§ **Task goal**: All of the data must be retyped exactly, with nothing left out.

§ **Records to process**:
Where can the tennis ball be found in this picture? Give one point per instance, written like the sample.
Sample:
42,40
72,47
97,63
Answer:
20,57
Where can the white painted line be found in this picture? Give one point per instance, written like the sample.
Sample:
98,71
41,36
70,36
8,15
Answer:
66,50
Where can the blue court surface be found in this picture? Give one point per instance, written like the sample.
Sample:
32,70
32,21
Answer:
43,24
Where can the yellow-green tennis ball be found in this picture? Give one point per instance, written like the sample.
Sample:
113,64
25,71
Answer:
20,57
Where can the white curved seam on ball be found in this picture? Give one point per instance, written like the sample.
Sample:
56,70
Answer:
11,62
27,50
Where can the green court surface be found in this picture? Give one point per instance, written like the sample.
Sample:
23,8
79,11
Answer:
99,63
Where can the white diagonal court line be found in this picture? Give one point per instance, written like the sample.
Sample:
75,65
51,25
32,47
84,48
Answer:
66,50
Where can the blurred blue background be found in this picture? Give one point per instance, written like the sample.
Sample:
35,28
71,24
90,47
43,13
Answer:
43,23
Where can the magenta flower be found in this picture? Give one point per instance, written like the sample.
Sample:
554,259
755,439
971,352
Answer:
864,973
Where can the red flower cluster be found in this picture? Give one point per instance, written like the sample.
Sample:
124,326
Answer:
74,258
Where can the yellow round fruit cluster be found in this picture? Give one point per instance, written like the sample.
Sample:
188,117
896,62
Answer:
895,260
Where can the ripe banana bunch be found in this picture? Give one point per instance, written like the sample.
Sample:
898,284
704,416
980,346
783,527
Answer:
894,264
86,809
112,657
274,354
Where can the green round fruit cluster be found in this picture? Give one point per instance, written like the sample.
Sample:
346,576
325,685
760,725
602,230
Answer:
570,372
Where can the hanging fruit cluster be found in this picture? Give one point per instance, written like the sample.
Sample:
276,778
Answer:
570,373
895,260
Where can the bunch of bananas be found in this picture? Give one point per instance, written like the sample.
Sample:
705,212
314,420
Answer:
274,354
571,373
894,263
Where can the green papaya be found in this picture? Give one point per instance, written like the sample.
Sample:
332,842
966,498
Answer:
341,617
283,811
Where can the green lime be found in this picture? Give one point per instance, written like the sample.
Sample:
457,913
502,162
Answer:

§ **Completed task**:
Where can the tennis ball be found in this picture? Give one point per instance, written like the sample.
Sample:
42,40
72,47
97,63
Answer:
20,57
Where can the white painted line be found in this picture? Give one point per instance, written like the sample.
Sample:
98,71
41,36
70,36
8,15
Answer:
66,50
Where can the blue court surface be found in this picture? Give one point per instance, written like the sample.
Sample:
32,70
32,21
Answer:
43,24
Where can the yellow-green tennis ball be found in this picture? Give one point per instance, written like the sample.
Sample:
113,64
25,71
Answer:
20,57
Where can the white curved seam on ball be found in this picture? Give one point per instance, written like the sample.
Sample:
56,70
Answer:
11,62
27,50
Where can the green court surface be found in this picture? Give one point per instance, written like the sample.
Sample:
23,8
79,11
Answer:
99,63
Where can the white diagonal court line be found in this picture? Give one point per instance, written like the sample.
Sample:
75,65
51,25
32,47
84,48
Answer:
66,50
Where can the blurred blue background be found in this picture? Give one point per instance, written like the sample.
Sample:
35,28
71,24
90,47
43,13
Answer:
43,23
Where can the magenta flower be found in this picture? Give one point per instance, written like the sample.
Sample:
554,259
755,439
971,352
Answer:
864,973
Where can the red flower cluster be found in this picture? Give one point per instance, written like the sample.
Sample:
124,326
Answer:
74,258
Where can the yellow round fruit cluster be found in this picture? Give one point per instance, written like the sample.
Sample:
188,117
896,62
Answer:
895,260
Where can the ripe banana bunch be found in this picture? Give one point per instance, written like the sample.
Sample:
898,284
704,416
980,346
783,527
Answer:
894,264
86,809
112,657
274,354
Where can the green round fruit cluster be found in this picture? Give one point per instance, written like the sample.
Sample:
346,576
325,685
760,725
602,230
Answer:
570,372
Where can the hanging fruit cluster be found in this picture? Give one point per instance, written like the sample.
Sample:
276,778
Answer:
570,373
895,260
Where can the bunch of bananas be found in this picture? Give one point per instance, written like the sample.
Sample:
705,212
314,420
Answer:
274,354
571,373
894,263
Where can the green papaya be found in this picture? Give one point per instance, written like the sample.
Sample:
332,842
966,498
Answer:
341,617
283,811
Where can the green lime be found in this picture? Give one point per instance, written like the sample.
Sample:
457,913
502,162
Answer:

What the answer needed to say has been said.